▸ **AIM OF THE EXERCISE**: Reproduce the passage on Cicero and pity below in full, word for word.

▸ **SELECTED PASSAGE**:
————————

In today’s terms at least, compassion would seem to be unequivocally A Good Thing. Does compassion need ethical investigation? Cicero, for one, answers in the affirmative. Here is what his chief spokesman M— says in John Dolman’s 1561 translation of Tusculan Disputations:

So as pity is a grief conceived of other men’s adversity, so is envy a sorrow, for other men’s prosperity. Whosoever therefore is subject to pity, he is also sometimes troubled with envy. But to envy is no point of a wise man: wherefore neither to pity.1

Any such perturbation – ‘a motion contrary to reason, and against the nature of the mind’ (sig. W5) – should be avoided by a wise man. Cicero’s M— (is that Marcus Tullius Cicero himself? Magister, Master?) distances himself somewhat from such ‘crooked conclusions’ by dogmatic Stoic philosophers like Zeno, even as he commends the way these philosophers ground their arguments ‘upon the stoutest and manliest opinion’ (sigs. O2v–O3). Cicero’s framing of the question is focused not on the object of pity, but on the person who feels pity, in the words of Katherine Ibbett in the chapter that succeeds this one, ‘on the appropriateness of the self who metes out such an affective response’. What Cicero most definitely endorses in these passages from Tusculan Disputations is the need to question pity, envy and ‘motions’ in general. The full title of Cicero’s dialogue in Erasmus’s edition, printed and reprinted six times in London from 1574 to 1636, is Quaestiones Tusculanae, translated by Dolman as Those five questions, which Mark Tully Cicero, disputed in his manor of Tusculanum. Cicero’s question-asking is an exercise in ethics.

————————

▸ **Records from a collection**:

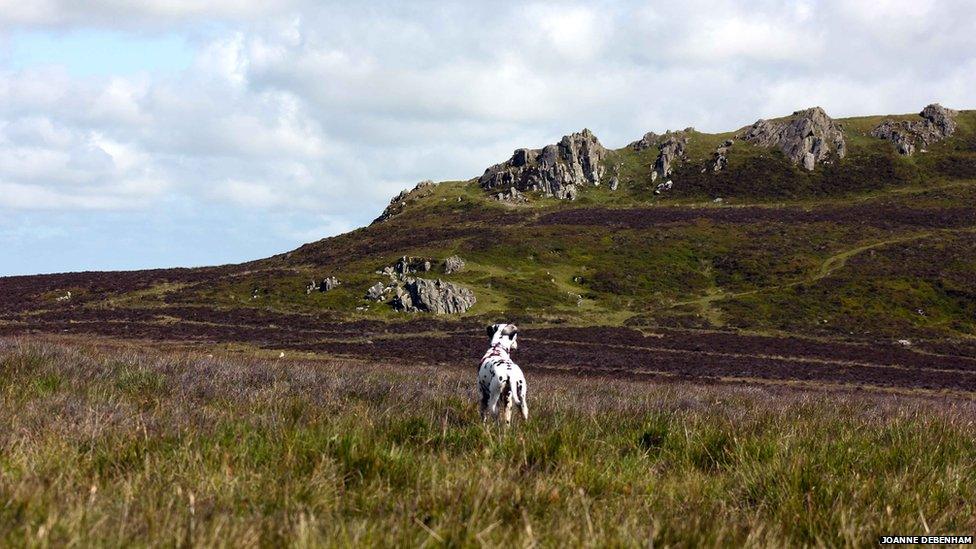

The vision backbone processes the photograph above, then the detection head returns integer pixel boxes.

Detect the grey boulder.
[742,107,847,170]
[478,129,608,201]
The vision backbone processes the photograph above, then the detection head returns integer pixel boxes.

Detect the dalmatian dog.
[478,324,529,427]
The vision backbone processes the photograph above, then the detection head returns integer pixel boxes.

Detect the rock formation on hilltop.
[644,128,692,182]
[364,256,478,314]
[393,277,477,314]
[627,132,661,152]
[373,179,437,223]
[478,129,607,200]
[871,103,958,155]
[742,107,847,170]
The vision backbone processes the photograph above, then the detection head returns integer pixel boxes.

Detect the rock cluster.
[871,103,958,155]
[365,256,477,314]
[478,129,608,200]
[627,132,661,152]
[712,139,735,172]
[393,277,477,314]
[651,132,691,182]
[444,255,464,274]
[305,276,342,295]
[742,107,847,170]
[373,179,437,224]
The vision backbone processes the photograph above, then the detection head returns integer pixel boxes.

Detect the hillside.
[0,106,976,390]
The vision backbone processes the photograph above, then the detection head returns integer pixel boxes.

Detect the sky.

————————

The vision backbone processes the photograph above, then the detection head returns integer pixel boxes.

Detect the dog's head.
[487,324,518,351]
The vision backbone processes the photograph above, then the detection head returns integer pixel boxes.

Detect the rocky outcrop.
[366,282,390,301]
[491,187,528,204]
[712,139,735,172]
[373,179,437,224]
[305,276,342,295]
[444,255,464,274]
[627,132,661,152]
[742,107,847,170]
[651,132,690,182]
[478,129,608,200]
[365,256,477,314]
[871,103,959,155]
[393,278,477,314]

————————

▸ **EXERCISE OUTPUT**:
In today’s terms at least, compassion would seem to be unequivocally A Good Thing. Does compassion need ethical investigation? Cicero, for one, answers in the affirmative. Here is what his chief spokesman M— says in John Dolman’s 1561 translation of Tusculan Disputations:

So as pity is a grief conceived of other men’s adversity, so is envy a sorrow, for other men’s prosperity. Whosoever therefore is subject to pity, he is also sometimes troubled with envy. But to envy is no point of a wise man: wherefore neither to pity.1

Any such perturbation – ‘a motion contrary to reason, and against the nature of the mind’ (sig. W5) – should be avoided by a wise man. Cicero’s M— (is that Marcus Tullius Cicero himself? Magister, Master?) distances himself somewhat from such ‘crooked conclusions’ by dogmatic Stoic philosophers like Zeno, even as he commends the way these philosophers ground their arguments ‘upon the stoutest and manliest opinion’ (sigs. O2v–O3). Cicero’s framing of the question is focused not on the object of pity, but on the person who feels pity, in the words of Katherine Ibbett in the chapter that succeeds this one, ‘on the appropriateness of the self who metes out such an affective response’. What Cicero most definitely endorses in these passages from Tusculan Disputations is the need to question pity, envy and ‘motions’ in general. The full title of Cicero’s dialogue in Erasmus’s edition, printed and reprinted six times in London from 1574 to 1636, is Quaestiones Tusculanae, translated by Dolman as Those five questions, which Mark Tully Cicero, disputed in his manor of Tusculanum. Cicero’s question-asking is an exercise in ethics.